— Aim of the task —
Set down the whole listing below exactly. The pictures stay out.

- - -

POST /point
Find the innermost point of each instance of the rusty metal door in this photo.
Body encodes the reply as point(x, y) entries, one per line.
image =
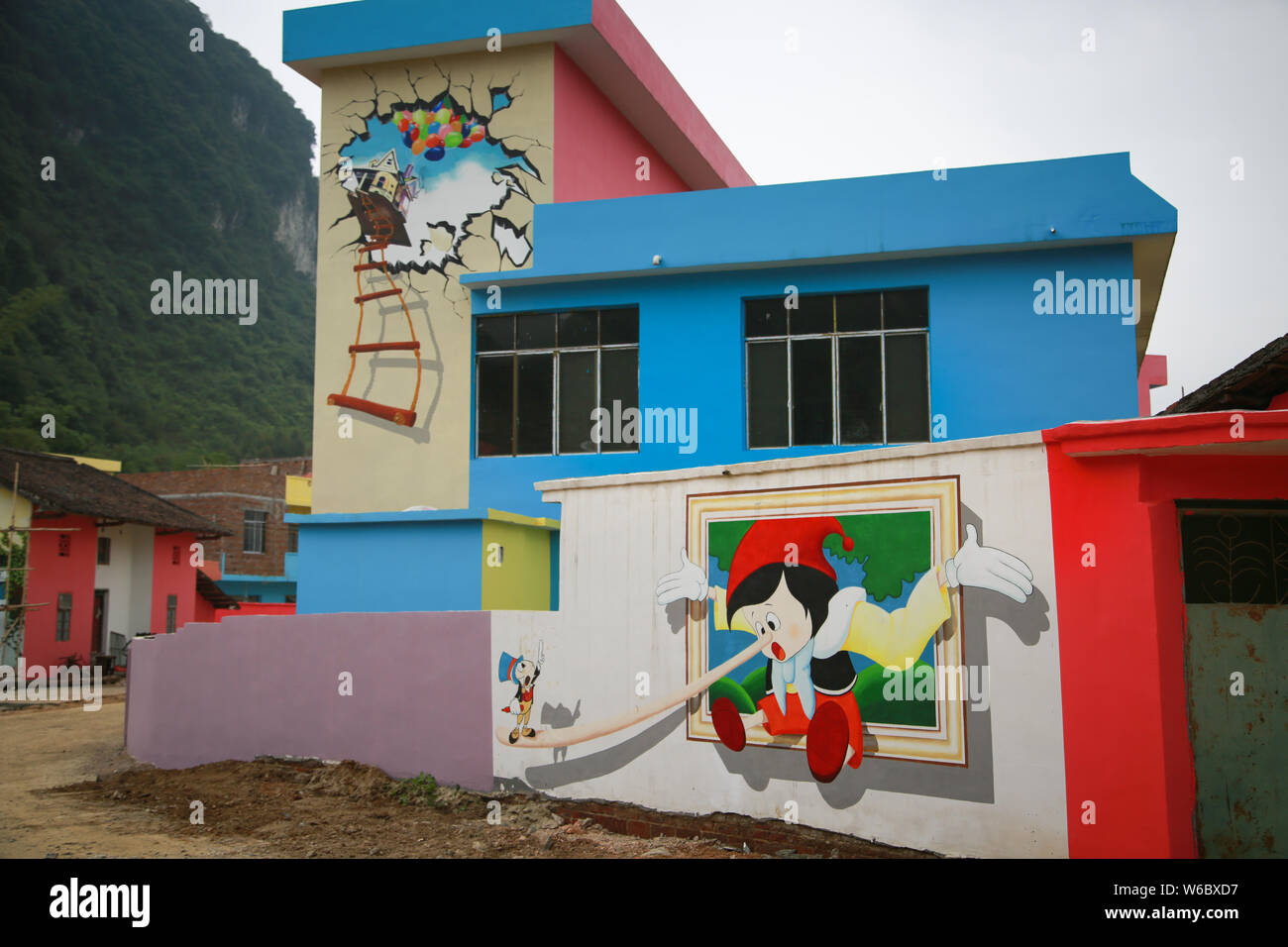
point(1235, 564)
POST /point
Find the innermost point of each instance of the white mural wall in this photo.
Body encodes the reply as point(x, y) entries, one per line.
point(612, 648)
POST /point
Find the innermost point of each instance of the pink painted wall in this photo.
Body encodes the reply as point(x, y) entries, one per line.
point(53, 574)
point(595, 147)
point(168, 579)
point(1153, 373)
point(254, 608)
point(269, 684)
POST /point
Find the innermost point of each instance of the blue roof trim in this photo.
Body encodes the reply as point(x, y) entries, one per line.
point(1083, 198)
point(370, 26)
point(386, 517)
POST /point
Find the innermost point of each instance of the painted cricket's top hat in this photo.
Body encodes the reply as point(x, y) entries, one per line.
point(505, 671)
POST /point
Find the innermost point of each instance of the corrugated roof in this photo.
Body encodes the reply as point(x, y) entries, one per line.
point(1252, 384)
point(60, 484)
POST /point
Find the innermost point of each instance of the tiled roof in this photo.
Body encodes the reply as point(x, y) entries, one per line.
point(60, 484)
point(1252, 384)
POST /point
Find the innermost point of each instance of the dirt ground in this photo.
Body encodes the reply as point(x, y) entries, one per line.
point(68, 789)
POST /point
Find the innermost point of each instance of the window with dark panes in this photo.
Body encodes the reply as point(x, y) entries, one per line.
point(63, 620)
point(253, 530)
point(540, 376)
point(838, 368)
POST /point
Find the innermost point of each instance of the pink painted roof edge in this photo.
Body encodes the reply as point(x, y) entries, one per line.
point(612, 24)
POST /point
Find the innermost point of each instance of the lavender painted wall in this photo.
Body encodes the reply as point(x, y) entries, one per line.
point(269, 684)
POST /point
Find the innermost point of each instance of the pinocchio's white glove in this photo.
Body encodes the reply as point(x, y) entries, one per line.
point(986, 567)
point(688, 581)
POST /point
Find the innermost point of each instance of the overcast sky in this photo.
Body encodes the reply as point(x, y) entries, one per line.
point(897, 85)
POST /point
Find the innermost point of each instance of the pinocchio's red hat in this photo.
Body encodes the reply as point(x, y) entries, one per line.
point(767, 543)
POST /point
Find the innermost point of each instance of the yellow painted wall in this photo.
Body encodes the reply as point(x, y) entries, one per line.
point(97, 463)
point(385, 467)
point(299, 493)
point(522, 581)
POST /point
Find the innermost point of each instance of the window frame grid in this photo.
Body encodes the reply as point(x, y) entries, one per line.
point(263, 532)
point(513, 355)
point(835, 337)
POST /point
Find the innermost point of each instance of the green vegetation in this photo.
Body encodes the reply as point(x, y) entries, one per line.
point(165, 159)
point(416, 789)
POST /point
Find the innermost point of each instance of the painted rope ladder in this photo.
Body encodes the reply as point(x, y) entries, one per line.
point(378, 240)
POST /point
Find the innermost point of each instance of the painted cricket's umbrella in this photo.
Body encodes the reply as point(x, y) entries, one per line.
point(567, 736)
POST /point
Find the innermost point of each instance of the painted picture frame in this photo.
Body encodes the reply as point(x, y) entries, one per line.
point(902, 530)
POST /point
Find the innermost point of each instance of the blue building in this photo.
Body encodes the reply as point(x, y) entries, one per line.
point(576, 320)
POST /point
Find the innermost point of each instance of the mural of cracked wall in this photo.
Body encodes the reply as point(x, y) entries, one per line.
point(429, 170)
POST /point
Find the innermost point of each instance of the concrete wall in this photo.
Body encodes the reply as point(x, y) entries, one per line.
point(621, 534)
point(261, 684)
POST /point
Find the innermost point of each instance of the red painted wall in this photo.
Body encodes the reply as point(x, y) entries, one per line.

- - -

— Answer section —
POST /point
Find the innermost point of each instance of the rusty metal door in this photo.
Body encodes the reply as point(x, y) entries, one per line.
image =
point(1235, 564)
POST /point
Find the innermost point of each instance of the white mural wall in this photo.
Body encodes the reply as point(x, y) entries, one per line.
point(612, 648)
POST /point
Find the innermost point of each instance of the pink painted wall in this photo.
Body encodes the reply as point(x, y) entries, one per line.
point(53, 574)
point(595, 147)
point(168, 579)
point(1153, 373)
point(254, 608)
point(269, 684)
POST /point
Find the innermost point of each instance of the blue roof trim in this photo.
Body encodes the reply as point(x, y) entries, one per line.
point(1083, 198)
point(370, 26)
point(386, 517)
POST /point
Find the innermost point of each instance of the painted cricket's top hat in this photo.
Body encodes the reply as point(x, y) entries, one per line.
point(505, 671)
POST /point
Find the innermost point of each instance of the corrugated roof in this photo.
Body encodes the reply as point(x, y) entries, one per line.
point(1252, 384)
point(60, 484)
POST /point
Find the innermost point of each instance of the tiled roof in this photo.
Body encodes the reply as point(x, y) entries, one per line.
point(60, 484)
point(1252, 384)
POST /point
Find the innermost point of each instance of the dirt ground in this photo.
Body encodes the reply as point(x, y) entries, one per line.
point(68, 789)
POST /point
Find the innermost point of each instance of the window with dark panes in this photo.
Body encodes the reply as point(x, y) entries, one per line.
point(63, 620)
point(253, 530)
point(540, 376)
point(838, 368)
POST /point
Find the innermost point of each instance of the pink painted roof edge in this photo.
Body encodes the reply as point(x, y) entries, one per line.
point(612, 24)
POST /point
Find the innermost point of each instance of the lavender painted wall in this photo.
Body encodes the reply as point(x, y) entries, one per line.
point(269, 684)
POST /point
Find the innermost point of each instance of the pinocchio's white glove in this photo.
Body encodes the reply as point(x, y) entries, one per line.
point(986, 567)
point(688, 581)
POST /point
Find the innermost point of each instance of the overcast sky in this photo.
Body encodes the reply as point(x, y) entries, one per line.
point(897, 85)
POST /point
Find the innermost point of each instance of the pinocchio's red hat in this photo.
Body encodes the reply as point(x, y) entries, one per line.
point(767, 543)
POST /point
Find the innermost point of each instance of the yellow painted wall in this photo.
Body encodes the reply as point(x, y) entries, one per line.
point(97, 463)
point(385, 467)
point(299, 493)
point(522, 581)
POST /point
Find the innermost point of each instance of the window frame grid in this photo.
Body encodes the reply as point(x, y) entries, one per line.
point(263, 532)
point(513, 355)
point(835, 337)
POST /point
Find the innermost point of each instance of the green vegetation in this photo.
Body encodes the reply as point(x, y) entries, one per line.
point(165, 159)
point(416, 789)
POST /point
Find the innermost point of each instance of the painted rope ladder in this photo.
Body encodes the reply as point(x, y) entries, one per line.
point(378, 240)
POST /point
Find the innermost point of each instance of the painted cricket's umbrella in this photo.
Body encodes the reply as point(x, y) entries, one per line.
point(567, 736)
POST /point
Find the innermost point of each instance of the painted picture frame in this photo.
Body encodes the reply as point(x, y) entries, one per line.
point(902, 530)
POST /point
Find the innermost point of each instance of the blue building in this photo.
Body encodes the reply as point(x, y) entries, one per line.
point(576, 320)
POST /point
Find the innermost point of each instance of the mural of cracked wall in this photo.
Body encodes the reply as point(x, y) entries, one per line.
point(429, 170)
POST /point
Find the innermost point of each instance of the concrete wall in this photo.
Body encodes the reply as point(x, y) entries, one per line.
point(621, 534)
point(261, 684)
POST /point
Find the innermost point of each instance of the red painted wall in this photo.
Body encodes the reply as point(x, y) entries, one per line.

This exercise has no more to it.